> [Tarefas]:
a. Responda às perguntas a seguir com base no texto sobre os vinhos Crianza.
(i) Por quanto tempo, no mínimo, os vinhos brancos e rosés devem envelhecer para serem classificados como Crianza?
(ii) Qual lei espanhola determinou esse tempo de maturação?
(iii) Por quantos meses o vinho degustado passou em barricas de carvalho?
b. Prossiga com o texto sobre os vinhos Crianza a partir da última frase apresentada.

> [Documento]:
- - - - - - -
Segundo a legislação da Espanha, para serem classificados
como Vinhos Crianza, os vinhos tintos devem envelhecer por um período mínimo de
24 meses, sendo de 6 a 12 meses em barris de carvalho e o restante na garrafa.
Já os vinhos brancos e rosés devem envelhecer por um período mínimo de dezoito meses, sendo 6 meses em barris de carvalho e o restante na garrafa.
Esse tempo de maturação foi determinado pela Ley 24/2003, de la Viña y del Vino, legislação espanhola que rege as regras de vinificação.
Rioja e Ribera del Duero, duas das mais importantes regiões
produtoras de vinhos da Espanha, possuem determinações ainda mais rígidas para
que um exemplar seja crianza.Por lá, a bebida deve amadurecer por dois anos
também, no mínimo, e um deles deve ser em barricas de carvalho.
Os Vinhos Crianza são rótulos frescos, de sabor vibrante e
fáceis de beber. Entre seus principais aromas destacam-se notas de frutas
vermelhas, como cereja, nuances de especiarias e toques de baunilha, advindos
do estágio em carvalho.
E agora finalmente o vinho!
Na taça se revela um vermelho rubi intenso, quase escuro, com
algumas tonalidades violáceas, com lágrimas grossas e em profusão que,
lentamente, desenham o bojo.
No nariz traz aromas de frutas vermelhas maduras, onde se
destacam groselha, cereja e framboesas, não se nota muito a madeira, pois
passou por 7 meses em barricas de carvalho, mas se percebe, discretamente, um
fundo amadeirado, com notas de especiarias e baunilha.
Na boca apresenta médio corpo, mas muito fácil de degustar,
protagonizando as nuances frutadas, como no aspecto olfativo, com a madeira
mais evidente, mas, harmonioso, mostra sintonia com a fruta, entregando
baunilha, especiarias e um leve tostado. Tem taninos finos, elegantes, boa
acidez denunciando frescor e um final de média persistência.
- - - - - - -
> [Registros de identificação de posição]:
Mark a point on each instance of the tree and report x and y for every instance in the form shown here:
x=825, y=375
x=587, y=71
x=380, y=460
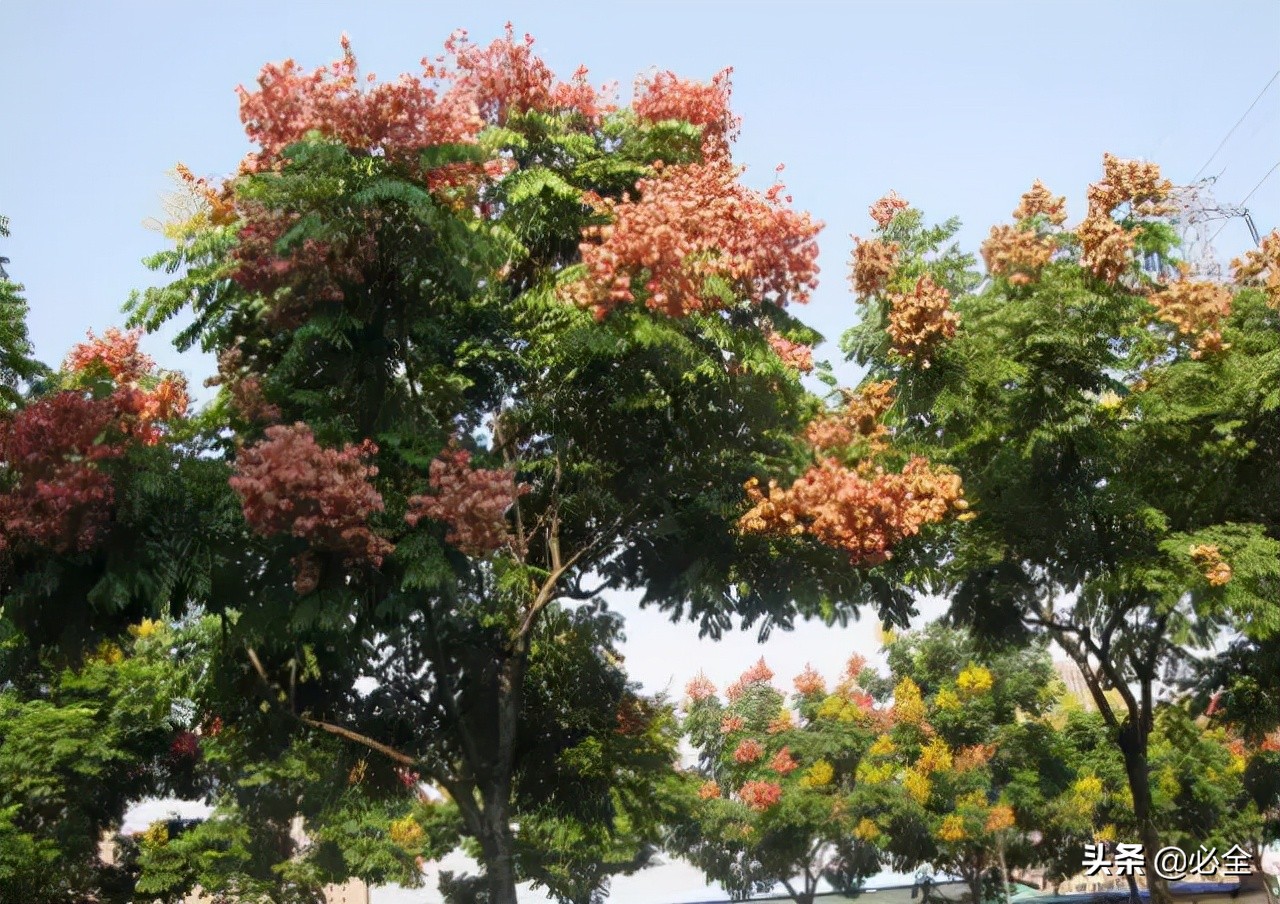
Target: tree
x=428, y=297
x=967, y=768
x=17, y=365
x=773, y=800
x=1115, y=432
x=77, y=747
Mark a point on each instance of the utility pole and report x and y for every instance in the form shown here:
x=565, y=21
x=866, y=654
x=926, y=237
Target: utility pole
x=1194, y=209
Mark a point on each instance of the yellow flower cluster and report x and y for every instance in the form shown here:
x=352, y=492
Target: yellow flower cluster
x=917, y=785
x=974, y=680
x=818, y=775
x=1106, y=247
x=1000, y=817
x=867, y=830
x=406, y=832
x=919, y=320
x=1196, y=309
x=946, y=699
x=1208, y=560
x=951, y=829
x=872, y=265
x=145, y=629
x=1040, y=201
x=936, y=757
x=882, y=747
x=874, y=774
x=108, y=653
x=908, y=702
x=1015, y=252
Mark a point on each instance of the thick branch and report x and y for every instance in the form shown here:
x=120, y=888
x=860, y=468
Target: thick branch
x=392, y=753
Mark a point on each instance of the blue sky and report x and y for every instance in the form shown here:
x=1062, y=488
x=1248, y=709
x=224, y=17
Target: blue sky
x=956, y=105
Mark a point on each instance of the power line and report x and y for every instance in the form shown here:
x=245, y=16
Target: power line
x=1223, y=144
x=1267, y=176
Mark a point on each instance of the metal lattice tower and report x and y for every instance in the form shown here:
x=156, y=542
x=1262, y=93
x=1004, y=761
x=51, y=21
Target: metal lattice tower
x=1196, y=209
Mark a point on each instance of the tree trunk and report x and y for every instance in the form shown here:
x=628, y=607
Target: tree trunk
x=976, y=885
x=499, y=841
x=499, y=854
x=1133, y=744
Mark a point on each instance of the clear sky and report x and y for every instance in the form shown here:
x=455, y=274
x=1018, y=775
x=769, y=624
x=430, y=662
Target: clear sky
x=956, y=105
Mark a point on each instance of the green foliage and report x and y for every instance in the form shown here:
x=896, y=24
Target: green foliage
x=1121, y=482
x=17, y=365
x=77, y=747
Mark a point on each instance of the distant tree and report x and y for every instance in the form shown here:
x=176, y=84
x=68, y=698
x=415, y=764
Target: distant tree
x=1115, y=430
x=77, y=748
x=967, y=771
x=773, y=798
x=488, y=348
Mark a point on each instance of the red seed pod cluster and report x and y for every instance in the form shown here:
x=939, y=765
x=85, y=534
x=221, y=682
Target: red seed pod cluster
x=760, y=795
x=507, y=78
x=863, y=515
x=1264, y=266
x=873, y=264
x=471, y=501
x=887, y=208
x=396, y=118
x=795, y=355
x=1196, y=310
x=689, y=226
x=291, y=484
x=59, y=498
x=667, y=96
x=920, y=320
- - - - - - -
> [Respostas]:
a.
(i) Por dezoito meses, sendo 6 meses em barris de carvalho e o restante na garrafa.
(ii) A Ley 24/2003, de la Viña y del Vino.
(iii) Por 7 meses.

b.
Na terra da Bobal, quem reinou neste belo rótulo foi a
Cabernet Sauvignon! A sua nobreza é corroborada pela sua onipresença, sendo
amplamente cultivada em todo o planeta. Apesar de trazer a sua habitual
personalidade, uma genuína característica, o Hoya de Cadeñas Crianza entrega
frescor, com uma estrutura bem integrada de taninos e acidez em um equilíbrio
maravilhoso. Um vinho como ele é, levando em consideração como se descreve, em
termos gerais, um belo crianza e o é mesmo, haja vista que tenho uma razoável
experiência degustando alguns bons crianzas por aí. Boas descobertas simbolizam
boas experiências sensórias e um pouquinho de história que não faz mal a
ninguém. Tem 13% de teor alcoólico.
Sobre a Fazenda Hoya de Cadeñas:
A Herdade Hoya de Cadenas é um paraíso enológico a apenas 90
km da cidade de Valência. O fato de estar localizado nas encostas da Sierra de
la Bicuerca permite-lhe albergar as mais nobres castas locais e internacionais.
A propriedade goza de um microclima particular em que as
oscilações térmicas entre o dia e a noite confere à uva características
próprias e facilitam a acumulação dos polifenóis altamente valorizados.
Hoya de Cadenas tem origens reais que remontam ao século
XVII. A esta casa senhorial foi atribuído o "Direito de Asilo", que
raramente foi atribuído a edifícios civis, sendo quase sempre concedido a
estadias militares e religiosas. Para registrar esse privilégio, a frente da
casa foi adornada com pesadas correntes e logo ficou conhecida como Casa das
Correntes. Com o tempo, este nome foi estendido a todas as posses do Fernandez
Córdova.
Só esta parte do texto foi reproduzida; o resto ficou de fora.